| Opdracht |
Geef alle records opnieuw weer en vervang daarbij "duckling" door "gosling". Verander verder niets.

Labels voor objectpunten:
****************************************

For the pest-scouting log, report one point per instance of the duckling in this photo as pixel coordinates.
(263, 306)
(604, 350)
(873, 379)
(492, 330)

****************************************

| Antwoord |
For the pest-scouting log, report one point per instance of the gosling in this photo as pixel coordinates.
(263, 306)
(604, 350)
(873, 379)
(492, 330)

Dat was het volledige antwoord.